Return each line in the items below that contains the string "flat", matching case exactly.

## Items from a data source
***

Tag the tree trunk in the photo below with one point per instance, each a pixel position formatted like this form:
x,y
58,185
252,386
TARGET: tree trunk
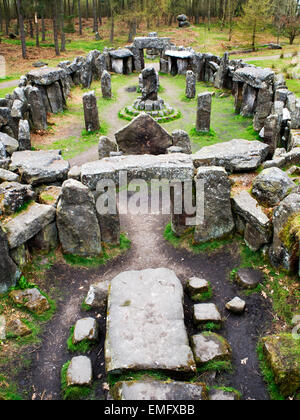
x,y
79,17
87,9
22,31
95,26
43,28
55,28
254,35
7,16
112,28
37,34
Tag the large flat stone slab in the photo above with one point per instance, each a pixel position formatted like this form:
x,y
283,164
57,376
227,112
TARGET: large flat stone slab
x,y
161,391
235,156
143,135
176,166
46,76
254,76
28,224
145,323
40,167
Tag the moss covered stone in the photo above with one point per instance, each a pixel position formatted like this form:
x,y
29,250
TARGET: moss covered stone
x,y
283,355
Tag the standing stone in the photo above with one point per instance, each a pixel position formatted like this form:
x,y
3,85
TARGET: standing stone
x,y
222,73
106,85
38,112
8,269
150,84
24,137
181,139
145,323
218,220
91,114
190,84
249,100
271,132
106,146
77,223
55,97
204,112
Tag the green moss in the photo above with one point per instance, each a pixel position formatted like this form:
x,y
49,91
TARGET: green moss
x,y
229,389
268,375
203,297
85,307
74,393
83,347
108,252
8,391
210,326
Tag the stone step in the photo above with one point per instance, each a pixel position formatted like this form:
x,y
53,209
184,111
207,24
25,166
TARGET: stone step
x,y
149,390
145,323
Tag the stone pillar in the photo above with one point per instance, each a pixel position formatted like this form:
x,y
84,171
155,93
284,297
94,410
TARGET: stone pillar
x,y
106,85
204,112
264,107
249,101
24,137
91,115
190,85
271,133
77,222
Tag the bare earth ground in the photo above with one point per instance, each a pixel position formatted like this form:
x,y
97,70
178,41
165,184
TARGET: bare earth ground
x,y
149,250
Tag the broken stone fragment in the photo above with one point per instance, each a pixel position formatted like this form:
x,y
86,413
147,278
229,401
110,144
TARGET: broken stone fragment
x,y
197,286
208,347
18,328
236,305
206,313
85,329
271,186
106,146
80,372
249,278
31,299
97,296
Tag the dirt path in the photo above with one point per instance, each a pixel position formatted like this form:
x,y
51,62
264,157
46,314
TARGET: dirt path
x,y
10,83
149,250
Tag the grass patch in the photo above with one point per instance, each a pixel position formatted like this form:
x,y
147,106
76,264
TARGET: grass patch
x,y
203,297
282,289
73,393
268,375
83,347
108,252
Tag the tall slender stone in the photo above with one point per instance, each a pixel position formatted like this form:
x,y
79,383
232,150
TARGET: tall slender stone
x,y
190,85
91,114
106,85
204,112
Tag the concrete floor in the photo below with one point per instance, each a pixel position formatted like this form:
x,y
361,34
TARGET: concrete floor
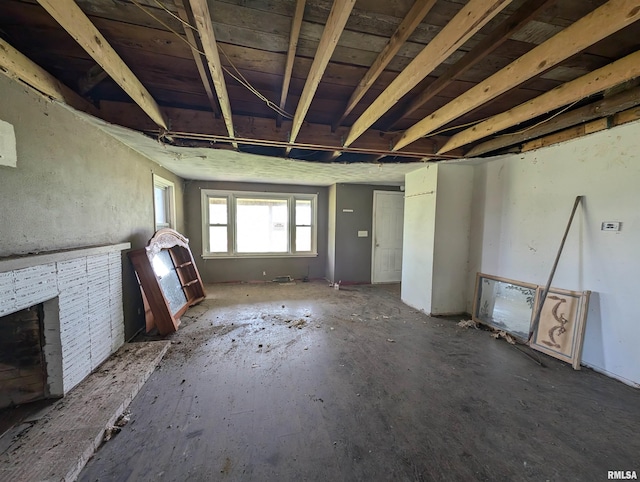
x,y
302,382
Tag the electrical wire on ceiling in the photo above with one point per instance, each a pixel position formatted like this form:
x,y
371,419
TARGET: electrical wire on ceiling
x,y
522,131
239,78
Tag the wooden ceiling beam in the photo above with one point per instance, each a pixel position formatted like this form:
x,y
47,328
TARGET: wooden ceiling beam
x,y
91,79
597,25
336,22
202,17
200,122
487,45
77,24
410,22
197,57
296,25
606,77
597,125
463,26
17,66
604,108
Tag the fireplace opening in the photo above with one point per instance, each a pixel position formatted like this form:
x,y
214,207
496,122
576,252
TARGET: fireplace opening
x,y
23,371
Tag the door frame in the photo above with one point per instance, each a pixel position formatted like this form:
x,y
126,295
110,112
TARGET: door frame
x,y
373,230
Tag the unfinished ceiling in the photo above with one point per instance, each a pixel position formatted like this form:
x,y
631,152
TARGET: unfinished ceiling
x,y
382,81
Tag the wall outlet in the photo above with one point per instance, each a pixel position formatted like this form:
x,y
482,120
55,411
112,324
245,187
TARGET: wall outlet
x,y
611,226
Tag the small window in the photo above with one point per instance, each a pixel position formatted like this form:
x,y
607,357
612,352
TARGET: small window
x,y
163,203
258,224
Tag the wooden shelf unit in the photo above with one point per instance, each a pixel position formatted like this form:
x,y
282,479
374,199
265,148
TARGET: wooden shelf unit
x,y
162,285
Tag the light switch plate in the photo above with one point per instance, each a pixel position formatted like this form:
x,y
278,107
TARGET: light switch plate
x,y
8,154
611,226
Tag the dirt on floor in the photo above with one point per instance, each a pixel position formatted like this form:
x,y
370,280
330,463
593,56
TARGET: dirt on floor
x,y
304,382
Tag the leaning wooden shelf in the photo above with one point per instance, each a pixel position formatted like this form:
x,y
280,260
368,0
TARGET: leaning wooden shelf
x,y
169,279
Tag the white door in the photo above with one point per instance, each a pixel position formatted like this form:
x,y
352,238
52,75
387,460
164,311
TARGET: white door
x,y
388,221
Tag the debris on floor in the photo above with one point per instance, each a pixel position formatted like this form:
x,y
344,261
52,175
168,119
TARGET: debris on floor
x,y
468,324
503,334
283,279
115,429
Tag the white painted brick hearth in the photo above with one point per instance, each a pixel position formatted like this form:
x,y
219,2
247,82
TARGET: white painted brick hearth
x,y
82,295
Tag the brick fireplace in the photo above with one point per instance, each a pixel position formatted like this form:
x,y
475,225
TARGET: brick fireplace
x,y
76,297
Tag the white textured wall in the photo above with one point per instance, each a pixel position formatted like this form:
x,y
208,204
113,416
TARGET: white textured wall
x,y
419,237
451,245
88,324
521,204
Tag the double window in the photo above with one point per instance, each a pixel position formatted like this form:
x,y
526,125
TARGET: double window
x,y
238,223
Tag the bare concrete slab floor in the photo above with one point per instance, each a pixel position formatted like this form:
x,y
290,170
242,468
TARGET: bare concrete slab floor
x,y
56,443
302,382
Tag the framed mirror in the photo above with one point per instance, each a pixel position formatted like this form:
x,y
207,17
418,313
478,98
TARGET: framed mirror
x,y
168,279
504,304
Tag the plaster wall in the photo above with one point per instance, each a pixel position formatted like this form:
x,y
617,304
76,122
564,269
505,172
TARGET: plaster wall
x,y
521,205
252,268
451,244
331,232
419,237
74,186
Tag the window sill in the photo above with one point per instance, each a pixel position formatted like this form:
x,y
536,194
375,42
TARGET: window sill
x,y
259,256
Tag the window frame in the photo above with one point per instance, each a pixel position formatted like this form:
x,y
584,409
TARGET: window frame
x,y
232,230
170,201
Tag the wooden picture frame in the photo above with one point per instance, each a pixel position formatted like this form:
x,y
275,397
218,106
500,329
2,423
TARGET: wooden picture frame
x,y
560,332
504,304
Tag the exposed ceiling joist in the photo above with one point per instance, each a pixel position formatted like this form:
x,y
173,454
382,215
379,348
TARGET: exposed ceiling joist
x,y
77,24
91,79
296,24
16,66
467,22
606,77
604,108
600,23
338,16
259,128
197,57
202,17
490,43
597,125
410,22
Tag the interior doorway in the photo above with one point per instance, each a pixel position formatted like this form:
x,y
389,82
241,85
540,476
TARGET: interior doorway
x,y
388,221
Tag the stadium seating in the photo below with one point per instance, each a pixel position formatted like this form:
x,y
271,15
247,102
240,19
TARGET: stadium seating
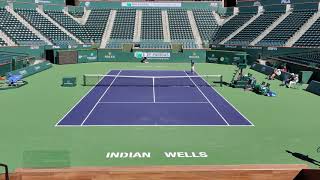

***

## THE RESPONSE
Tag the large flat stone slab in the photo above with one point per instance, each a pixel position formatted like this form:
TARGET: large flat stone slab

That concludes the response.